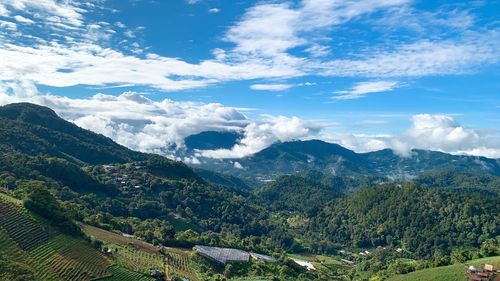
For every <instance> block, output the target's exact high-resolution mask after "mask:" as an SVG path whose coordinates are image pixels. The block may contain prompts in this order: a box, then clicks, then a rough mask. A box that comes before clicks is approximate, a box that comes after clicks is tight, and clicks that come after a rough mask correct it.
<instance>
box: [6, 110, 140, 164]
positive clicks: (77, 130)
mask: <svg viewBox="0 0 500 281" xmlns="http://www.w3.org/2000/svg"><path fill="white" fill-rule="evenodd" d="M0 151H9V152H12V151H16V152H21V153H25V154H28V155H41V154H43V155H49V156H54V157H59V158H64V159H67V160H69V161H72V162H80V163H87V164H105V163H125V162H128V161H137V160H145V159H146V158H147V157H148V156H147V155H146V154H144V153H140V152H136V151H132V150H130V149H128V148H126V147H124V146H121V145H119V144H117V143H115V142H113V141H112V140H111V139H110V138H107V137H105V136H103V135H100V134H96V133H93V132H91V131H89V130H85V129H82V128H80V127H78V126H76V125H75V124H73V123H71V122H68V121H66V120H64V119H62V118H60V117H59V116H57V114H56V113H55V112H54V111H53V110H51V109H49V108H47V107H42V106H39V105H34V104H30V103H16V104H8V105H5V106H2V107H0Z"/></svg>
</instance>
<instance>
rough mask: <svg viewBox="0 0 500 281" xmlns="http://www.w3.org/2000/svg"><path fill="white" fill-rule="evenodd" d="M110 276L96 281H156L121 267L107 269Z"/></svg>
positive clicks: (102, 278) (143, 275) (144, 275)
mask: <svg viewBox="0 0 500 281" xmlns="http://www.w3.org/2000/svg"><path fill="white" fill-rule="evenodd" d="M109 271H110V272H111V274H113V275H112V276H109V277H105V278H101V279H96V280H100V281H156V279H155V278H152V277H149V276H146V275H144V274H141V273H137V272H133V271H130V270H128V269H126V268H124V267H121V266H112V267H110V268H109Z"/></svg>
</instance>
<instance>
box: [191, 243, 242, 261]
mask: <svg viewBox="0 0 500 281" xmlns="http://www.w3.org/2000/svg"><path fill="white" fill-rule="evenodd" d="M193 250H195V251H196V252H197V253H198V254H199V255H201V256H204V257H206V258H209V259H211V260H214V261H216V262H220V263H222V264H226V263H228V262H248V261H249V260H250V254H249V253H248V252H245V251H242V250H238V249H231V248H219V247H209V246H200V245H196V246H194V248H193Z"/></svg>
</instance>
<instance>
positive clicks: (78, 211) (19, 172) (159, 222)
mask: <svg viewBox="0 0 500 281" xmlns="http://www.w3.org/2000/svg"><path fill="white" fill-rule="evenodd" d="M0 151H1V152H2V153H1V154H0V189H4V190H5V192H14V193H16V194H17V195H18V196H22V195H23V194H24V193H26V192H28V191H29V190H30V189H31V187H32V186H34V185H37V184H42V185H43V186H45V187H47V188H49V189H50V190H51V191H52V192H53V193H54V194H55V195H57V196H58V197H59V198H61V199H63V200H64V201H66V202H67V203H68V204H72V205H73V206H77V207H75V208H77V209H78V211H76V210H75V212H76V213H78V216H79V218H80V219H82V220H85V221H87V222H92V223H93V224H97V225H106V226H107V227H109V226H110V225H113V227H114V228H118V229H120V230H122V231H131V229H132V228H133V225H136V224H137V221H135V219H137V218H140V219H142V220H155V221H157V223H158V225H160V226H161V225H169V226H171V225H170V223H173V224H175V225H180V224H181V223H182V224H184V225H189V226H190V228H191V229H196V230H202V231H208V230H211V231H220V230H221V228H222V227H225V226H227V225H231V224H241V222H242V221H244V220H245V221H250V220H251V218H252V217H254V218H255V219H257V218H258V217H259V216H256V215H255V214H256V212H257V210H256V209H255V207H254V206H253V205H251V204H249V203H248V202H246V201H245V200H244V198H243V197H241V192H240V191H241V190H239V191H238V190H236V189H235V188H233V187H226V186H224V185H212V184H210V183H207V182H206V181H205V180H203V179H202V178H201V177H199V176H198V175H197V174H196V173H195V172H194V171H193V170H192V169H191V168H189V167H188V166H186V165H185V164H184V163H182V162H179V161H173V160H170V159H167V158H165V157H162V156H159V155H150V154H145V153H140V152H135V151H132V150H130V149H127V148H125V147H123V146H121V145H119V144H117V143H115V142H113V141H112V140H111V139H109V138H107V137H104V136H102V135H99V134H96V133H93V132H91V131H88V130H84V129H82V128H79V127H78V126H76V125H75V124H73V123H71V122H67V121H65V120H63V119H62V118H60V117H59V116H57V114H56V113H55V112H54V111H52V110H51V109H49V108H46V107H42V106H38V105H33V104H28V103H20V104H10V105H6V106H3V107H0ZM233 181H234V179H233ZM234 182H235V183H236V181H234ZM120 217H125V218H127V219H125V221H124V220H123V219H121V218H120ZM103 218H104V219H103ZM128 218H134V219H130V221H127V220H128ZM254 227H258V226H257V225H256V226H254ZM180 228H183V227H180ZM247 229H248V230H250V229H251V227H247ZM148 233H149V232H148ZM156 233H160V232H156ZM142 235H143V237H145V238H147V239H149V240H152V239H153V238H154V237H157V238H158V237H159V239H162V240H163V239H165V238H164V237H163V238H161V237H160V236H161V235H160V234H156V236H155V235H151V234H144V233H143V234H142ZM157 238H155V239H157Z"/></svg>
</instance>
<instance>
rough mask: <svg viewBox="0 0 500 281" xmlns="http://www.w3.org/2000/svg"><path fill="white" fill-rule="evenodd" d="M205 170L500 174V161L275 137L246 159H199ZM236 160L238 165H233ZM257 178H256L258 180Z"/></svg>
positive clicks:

———

▶ _Task prompt_:
How many lines in the entries above include the string "rough"? Answer with the number only.

▶ _Solution to this task_:
3